What to produce >> Please print the entries below exactly, from the line with "Target: blurred green background" through the line with "Target: narrow green leaf", including both of those lines and leaving out all others.

Provided records >>
----
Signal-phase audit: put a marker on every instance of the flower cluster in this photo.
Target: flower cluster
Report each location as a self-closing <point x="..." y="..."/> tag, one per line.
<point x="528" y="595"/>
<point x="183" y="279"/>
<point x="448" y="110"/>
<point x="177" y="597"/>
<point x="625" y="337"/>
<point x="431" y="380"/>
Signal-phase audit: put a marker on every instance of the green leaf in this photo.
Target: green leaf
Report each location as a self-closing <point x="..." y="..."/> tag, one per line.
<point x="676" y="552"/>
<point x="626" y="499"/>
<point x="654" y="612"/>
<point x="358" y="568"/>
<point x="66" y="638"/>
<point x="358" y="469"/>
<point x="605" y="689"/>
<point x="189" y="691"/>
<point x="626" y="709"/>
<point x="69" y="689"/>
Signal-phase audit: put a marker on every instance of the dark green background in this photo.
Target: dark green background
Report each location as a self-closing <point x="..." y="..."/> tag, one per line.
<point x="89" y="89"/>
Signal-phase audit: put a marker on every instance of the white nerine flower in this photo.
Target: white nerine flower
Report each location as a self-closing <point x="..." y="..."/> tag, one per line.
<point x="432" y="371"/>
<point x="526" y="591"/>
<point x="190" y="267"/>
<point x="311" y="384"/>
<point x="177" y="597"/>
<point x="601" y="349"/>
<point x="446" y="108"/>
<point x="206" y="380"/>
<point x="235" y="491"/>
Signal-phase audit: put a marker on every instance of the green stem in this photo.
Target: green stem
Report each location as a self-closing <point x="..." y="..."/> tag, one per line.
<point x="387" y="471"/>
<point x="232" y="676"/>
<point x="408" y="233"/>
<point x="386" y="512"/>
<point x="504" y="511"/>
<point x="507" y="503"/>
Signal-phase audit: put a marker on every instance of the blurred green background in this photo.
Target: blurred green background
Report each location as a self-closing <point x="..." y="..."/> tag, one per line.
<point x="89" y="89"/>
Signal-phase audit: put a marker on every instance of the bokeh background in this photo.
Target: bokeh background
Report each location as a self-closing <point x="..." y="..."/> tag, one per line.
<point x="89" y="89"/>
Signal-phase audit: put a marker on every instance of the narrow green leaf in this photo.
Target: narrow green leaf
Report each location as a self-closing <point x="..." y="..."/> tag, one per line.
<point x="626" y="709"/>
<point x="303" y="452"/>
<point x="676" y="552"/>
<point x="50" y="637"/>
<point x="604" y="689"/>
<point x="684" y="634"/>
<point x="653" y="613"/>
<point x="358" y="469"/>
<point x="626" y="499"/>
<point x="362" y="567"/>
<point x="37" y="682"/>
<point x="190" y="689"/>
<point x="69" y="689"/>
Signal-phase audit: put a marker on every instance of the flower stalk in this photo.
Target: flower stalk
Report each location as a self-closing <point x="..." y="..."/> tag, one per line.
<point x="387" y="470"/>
----
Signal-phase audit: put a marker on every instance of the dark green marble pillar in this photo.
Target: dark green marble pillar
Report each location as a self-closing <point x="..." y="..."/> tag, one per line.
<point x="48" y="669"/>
----
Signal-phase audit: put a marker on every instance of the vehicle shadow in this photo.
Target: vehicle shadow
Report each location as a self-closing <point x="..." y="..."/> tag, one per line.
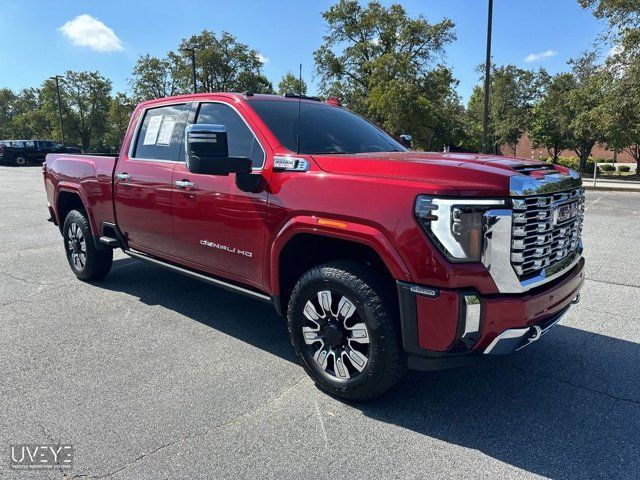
----
Answer box >>
Target: blurred green background
Report each location as a self-closing <point x="..." y="..."/> tag, one per line.
<point x="89" y="89"/>
Signal-phase audit: put a marker on every instance of the bokeh background in this photo.
Target: bokeh background
Report each location as a self-closing <point x="..." y="..."/> tag, one per line.
<point x="89" y="89"/>
Signal-phase audit: put a marker on every instance of the narrow green leaf in this photo.
Target: narrow green leaf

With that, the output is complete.